## WHAT YOU SHOULD DO:
Make a verbatim copy of the records; pictures stay out.
____________________
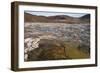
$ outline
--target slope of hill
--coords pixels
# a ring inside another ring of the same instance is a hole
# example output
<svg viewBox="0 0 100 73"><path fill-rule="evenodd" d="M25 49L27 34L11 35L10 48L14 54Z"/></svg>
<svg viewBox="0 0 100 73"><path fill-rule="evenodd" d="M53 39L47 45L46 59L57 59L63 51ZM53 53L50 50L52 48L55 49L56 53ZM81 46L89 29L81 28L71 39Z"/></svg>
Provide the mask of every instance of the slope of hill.
<svg viewBox="0 0 100 73"><path fill-rule="evenodd" d="M47 23L69 23L69 24L75 24L75 23L81 23L81 22L87 22L89 21L89 15L85 15L81 18L75 18L67 15L55 15L55 16L37 16L32 15L29 13L24 13L24 21L25 22L47 22ZM83 21L85 20L85 21Z"/></svg>
<svg viewBox="0 0 100 73"><path fill-rule="evenodd" d="M82 16L81 19L90 19L90 14Z"/></svg>
<svg viewBox="0 0 100 73"><path fill-rule="evenodd" d="M24 14L24 21L25 22L42 22L42 21L49 21L45 16L36 16L29 13Z"/></svg>
<svg viewBox="0 0 100 73"><path fill-rule="evenodd" d="M80 20L81 20L81 23L90 23L90 14L82 16Z"/></svg>

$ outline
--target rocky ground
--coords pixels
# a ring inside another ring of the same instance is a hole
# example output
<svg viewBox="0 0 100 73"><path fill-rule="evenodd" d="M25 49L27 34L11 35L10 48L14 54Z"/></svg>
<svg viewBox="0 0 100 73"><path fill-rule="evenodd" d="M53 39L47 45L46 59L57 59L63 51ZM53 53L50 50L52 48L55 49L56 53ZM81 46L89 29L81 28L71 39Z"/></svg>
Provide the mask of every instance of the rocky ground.
<svg viewBox="0 0 100 73"><path fill-rule="evenodd" d="M25 61L90 57L90 25L25 23Z"/></svg>

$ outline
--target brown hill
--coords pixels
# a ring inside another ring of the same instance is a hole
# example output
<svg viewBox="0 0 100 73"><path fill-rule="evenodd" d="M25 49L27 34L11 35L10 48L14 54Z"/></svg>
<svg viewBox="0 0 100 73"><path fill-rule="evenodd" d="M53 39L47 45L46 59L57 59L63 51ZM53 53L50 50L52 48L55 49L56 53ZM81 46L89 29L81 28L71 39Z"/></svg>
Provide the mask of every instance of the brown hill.
<svg viewBox="0 0 100 73"><path fill-rule="evenodd" d="M45 16L36 16L29 13L24 14L24 21L25 22L48 22L49 20Z"/></svg>
<svg viewBox="0 0 100 73"><path fill-rule="evenodd" d="M84 22L90 23L90 14L84 15L80 19L82 20L81 22L83 22L83 23Z"/></svg>
<svg viewBox="0 0 100 73"><path fill-rule="evenodd" d="M29 13L24 13L25 22L48 22L48 23L80 23L83 21L81 18L74 18L67 15L55 15L55 16L37 16Z"/></svg>
<svg viewBox="0 0 100 73"><path fill-rule="evenodd" d="M49 19L54 20L55 22L61 22L61 23L78 23L78 18L73 18L67 15L56 15L56 16L50 16Z"/></svg>

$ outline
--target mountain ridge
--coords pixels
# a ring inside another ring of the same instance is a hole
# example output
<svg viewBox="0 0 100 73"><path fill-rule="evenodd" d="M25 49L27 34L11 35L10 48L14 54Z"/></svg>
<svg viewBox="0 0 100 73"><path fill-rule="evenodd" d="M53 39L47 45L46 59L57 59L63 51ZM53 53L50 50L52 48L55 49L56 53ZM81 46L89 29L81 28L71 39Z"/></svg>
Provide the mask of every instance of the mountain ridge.
<svg viewBox="0 0 100 73"><path fill-rule="evenodd" d="M53 23L83 23L89 22L90 15L84 15L80 18L71 17L68 15L55 15L55 16L38 16L38 15L32 15L30 13L24 13L24 22L53 22Z"/></svg>

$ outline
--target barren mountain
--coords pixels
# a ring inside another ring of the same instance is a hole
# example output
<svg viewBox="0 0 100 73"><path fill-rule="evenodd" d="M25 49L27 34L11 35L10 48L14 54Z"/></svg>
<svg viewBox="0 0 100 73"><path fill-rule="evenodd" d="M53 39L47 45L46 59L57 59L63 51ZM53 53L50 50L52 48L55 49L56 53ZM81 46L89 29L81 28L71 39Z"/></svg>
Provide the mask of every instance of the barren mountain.
<svg viewBox="0 0 100 73"><path fill-rule="evenodd" d="M87 14L81 18L75 18L67 15L55 15L55 16L37 16L29 13L24 13L25 22L53 22L53 23L83 23L89 22L90 15ZM83 21L84 20L84 21Z"/></svg>
<svg viewBox="0 0 100 73"><path fill-rule="evenodd" d="M90 14L82 16L81 19L90 19Z"/></svg>
<svg viewBox="0 0 100 73"><path fill-rule="evenodd" d="M90 23L90 14L82 16L80 20L81 20L81 23Z"/></svg>
<svg viewBox="0 0 100 73"><path fill-rule="evenodd" d="M49 21L45 16L36 16L29 13L24 14L24 20L25 22L43 22L43 21L48 22Z"/></svg>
____________________
## RESULT OF THIS TASK:
$ outline
--target slope of hill
--coords pixels
# a ring inside another ring of the same instance is a hole
# example output
<svg viewBox="0 0 100 73"><path fill-rule="evenodd" d="M25 49L27 34L11 35L10 48L14 54Z"/></svg>
<svg viewBox="0 0 100 73"><path fill-rule="evenodd" d="M53 39L47 45L46 59L57 59L63 51ZM53 53L50 50L52 48L55 49L56 53ZM81 46L89 29L81 28L71 39Z"/></svg>
Provide the mask of every instance of the slope of hill.
<svg viewBox="0 0 100 73"><path fill-rule="evenodd" d="M47 23L69 23L69 24L75 24L75 23L81 23L81 22L87 22L89 21L89 15L85 15L81 18L75 18L67 15L55 15L55 16L37 16L32 15L29 13L24 13L24 21L25 22L47 22ZM83 21L85 20L85 21Z"/></svg>
<svg viewBox="0 0 100 73"><path fill-rule="evenodd" d="M82 16L81 19L90 19L90 14Z"/></svg>
<svg viewBox="0 0 100 73"><path fill-rule="evenodd" d="M24 14L24 21L25 22L42 22L42 21L49 21L45 16L36 16L29 13Z"/></svg>
<svg viewBox="0 0 100 73"><path fill-rule="evenodd" d="M80 20L81 20L81 23L90 23L90 14L82 16Z"/></svg>

$ outline
--target rocky ground
--coords pixels
# a ring inside another ring of the same instance is a hole
# example output
<svg viewBox="0 0 100 73"><path fill-rule="evenodd" d="M25 49L27 34L11 35L10 48L14 54Z"/></svg>
<svg viewBox="0 0 100 73"><path fill-rule="evenodd" d="M53 39L47 45L46 59L57 59L63 51ZM53 53L50 50L52 48L55 49L56 53ZM81 46L89 29L81 28L71 39Z"/></svg>
Provide the mask of every instance of the rocky ground.
<svg viewBox="0 0 100 73"><path fill-rule="evenodd" d="M25 61L90 57L90 25L25 23Z"/></svg>

$ outline
--target brown hill
--coords pixels
# a ring inside another ring of the same instance is a hole
# example output
<svg viewBox="0 0 100 73"><path fill-rule="evenodd" d="M25 49L27 34L11 35L10 48L14 54Z"/></svg>
<svg viewBox="0 0 100 73"><path fill-rule="evenodd" d="M53 39L47 45L46 59L57 59L63 51ZM53 53L50 50L52 48L55 49L56 53ZM81 46L89 29L81 28L71 39Z"/></svg>
Provide the mask of every instance of the brown hill.
<svg viewBox="0 0 100 73"><path fill-rule="evenodd" d="M45 16L36 16L29 13L24 14L24 21L25 22L48 22L49 20Z"/></svg>
<svg viewBox="0 0 100 73"><path fill-rule="evenodd" d="M84 22L90 23L90 14L84 15L80 19L82 20L81 22L83 22L83 23Z"/></svg>
<svg viewBox="0 0 100 73"><path fill-rule="evenodd" d="M29 13L24 13L25 22L48 22L48 23L80 23L83 21L81 18L74 18L67 15L55 15L55 16L37 16Z"/></svg>
<svg viewBox="0 0 100 73"><path fill-rule="evenodd" d="M49 19L54 20L55 22L61 22L61 23L78 23L78 18L73 18L67 15L56 15L56 16L50 16Z"/></svg>

$ outline
--target mountain ridge
--coords pixels
# a ring inside another ring of the same instance is a hole
# example output
<svg viewBox="0 0 100 73"><path fill-rule="evenodd" d="M25 49L27 34L11 35L10 48L14 54Z"/></svg>
<svg viewBox="0 0 100 73"><path fill-rule="evenodd" d="M53 39L47 45L46 59L57 59L63 51ZM53 53L50 50L52 48L55 49L56 53ZM81 46L89 29L81 28L71 39Z"/></svg>
Provide the mask of every instance of the mountain ridge.
<svg viewBox="0 0 100 73"><path fill-rule="evenodd" d="M53 23L83 23L89 22L90 15L84 15L80 18L71 17L68 15L55 15L55 16L38 16L38 15L32 15L30 13L24 13L24 22L53 22Z"/></svg>

$ outline
--target barren mountain
--coords pixels
# a ring inside another ring of the same instance is a hole
# example output
<svg viewBox="0 0 100 73"><path fill-rule="evenodd" d="M25 49L27 34L11 35L10 48L14 54Z"/></svg>
<svg viewBox="0 0 100 73"><path fill-rule="evenodd" d="M53 39L47 45L46 59L57 59L63 51ZM53 53L50 50L52 48L55 49L56 53ZM81 46L89 29L81 28L71 39Z"/></svg>
Provide the mask of every instance of the barren mountain.
<svg viewBox="0 0 100 73"><path fill-rule="evenodd" d="M87 14L81 18L75 18L67 15L55 15L55 16L37 16L29 13L24 13L25 22L53 22L53 23L83 23L89 22L90 15ZM83 21L84 20L84 21Z"/></svg>
<svg viewBox="0 0 100 73"><path fill-rule="evenodd" d="M90 14L82 16L81 19L90 19Z"/></svg>
<svg viewBox="0 0 100 73"><path fill-rule="evenodd" d="M90 23L90 14L82 16L80 20L81 20L81 23Z"/></svg>
<svg viewBox="0 0 100 73"><path fill-rule="evenodd" d="M49 21L45 16L36 16L29 13L24 14L24 20L25 22L43 22L43 21L48 22Z"/></svg>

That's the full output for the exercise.